### EXERCISE INPUTS ###

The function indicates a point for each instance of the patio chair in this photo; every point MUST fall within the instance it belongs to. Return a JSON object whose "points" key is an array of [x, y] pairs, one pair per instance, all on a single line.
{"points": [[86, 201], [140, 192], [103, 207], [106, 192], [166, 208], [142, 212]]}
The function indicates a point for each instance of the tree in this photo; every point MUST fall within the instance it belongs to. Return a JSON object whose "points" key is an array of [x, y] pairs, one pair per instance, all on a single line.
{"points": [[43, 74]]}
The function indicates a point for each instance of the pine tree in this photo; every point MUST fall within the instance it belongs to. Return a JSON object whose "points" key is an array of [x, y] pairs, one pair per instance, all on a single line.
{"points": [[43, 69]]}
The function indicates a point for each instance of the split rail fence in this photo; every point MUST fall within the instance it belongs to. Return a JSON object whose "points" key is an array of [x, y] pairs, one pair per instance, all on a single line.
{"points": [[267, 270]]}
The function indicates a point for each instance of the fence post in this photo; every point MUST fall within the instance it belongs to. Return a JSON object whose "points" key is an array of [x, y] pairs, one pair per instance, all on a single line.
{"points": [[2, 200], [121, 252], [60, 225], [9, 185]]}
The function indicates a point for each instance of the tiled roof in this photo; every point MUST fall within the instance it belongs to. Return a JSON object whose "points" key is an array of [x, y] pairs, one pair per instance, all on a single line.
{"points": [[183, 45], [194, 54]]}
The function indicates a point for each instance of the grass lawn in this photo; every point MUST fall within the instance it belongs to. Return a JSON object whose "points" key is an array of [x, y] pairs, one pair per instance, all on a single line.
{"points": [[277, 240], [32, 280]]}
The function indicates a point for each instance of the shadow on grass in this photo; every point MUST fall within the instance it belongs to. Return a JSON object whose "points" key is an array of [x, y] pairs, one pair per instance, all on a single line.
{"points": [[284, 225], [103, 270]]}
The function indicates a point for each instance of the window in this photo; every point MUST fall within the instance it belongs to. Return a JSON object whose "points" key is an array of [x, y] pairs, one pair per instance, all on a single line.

###

**TASK REQUIREMENTS**
Repeat all the lines above verbatim.

**ANSWER TO THE EXERCISE**
The function indicates a point for each instance of the patio chair in this photo; every point MUST fall within the instance it belongs to. Return a JSON object whose "points" key is an array of [x, y] pairs, one pair per instance, all on a single line.
{"points": [[86, 201], [140, 192], [103, 207], [106, 192], [166, 208], [142, 212]]}
The function indicates a point for each instance of the tree in this photo; every point MUST fall within the instance it belongs to. Return a JSON object whose "points" key is an array of [x, y] pairs, one pair per instance, all on a single line.
{"points": [[43, 74]]}
The function indicates a point for each instance of the pine tree in this photo; every point MUST fall within the instance it belongs to. Return a JSON object whose "points" key is an array of [x, y] pairs, one pair per instance, all on a single line.
{"points": [[43, 69]]}
The function indicates a point for each instance of the split rail fence in this photo; every point MUST fall within the instance it belongs to. Return a JSON object whose "points" key is an array of [x, y] pairs, one pair per instance, all on a single line.
{"points": [[267, 270]]}
The function indicates a point for each instance of the fence post in this photo; every point MUST fall within the instance it belongs to. Return a JSON object whose "points" key is an array of [x, y] pairs, one pair per instance, all on a single line.
{"points": [[2, 200], [121, 252], [60, 225], [9, 185]]}
The function indicates a point for each instance of the tiled roof in this photo; every point MUST fall within the instance it belongs to. Return a JSON object whose "points" key is an array of [x, y] pairs, one pair per instance, all on a single line.
{"points": [[183, 45], [194, 54]]}
The function indicates a point for each instance of the grass lawn in this photo; every point MUST fall within the instance it belongs to. Return a JSON object whose "points" key is an array of [x, y] pairs, one pair per instance, all on a single line.
{"points": [[277, 240], [32, 280]]}
The function indicates a point for each instance of the shadow on grass in this photo; every point MUST fall within the instance it belongs to. Return a JSON object whose "points" key is an array of [x, y] pairs, one pair per instance, all on a single line.
{"points": [[284, 225], [103, 270]]}
The function indicates a point for each instance of the window in this photo; every point MUST fall within the instance it belongs to. Return a JSON object whose "points" key is an array of [x, y] pairs, one pair per instance, all on a single line.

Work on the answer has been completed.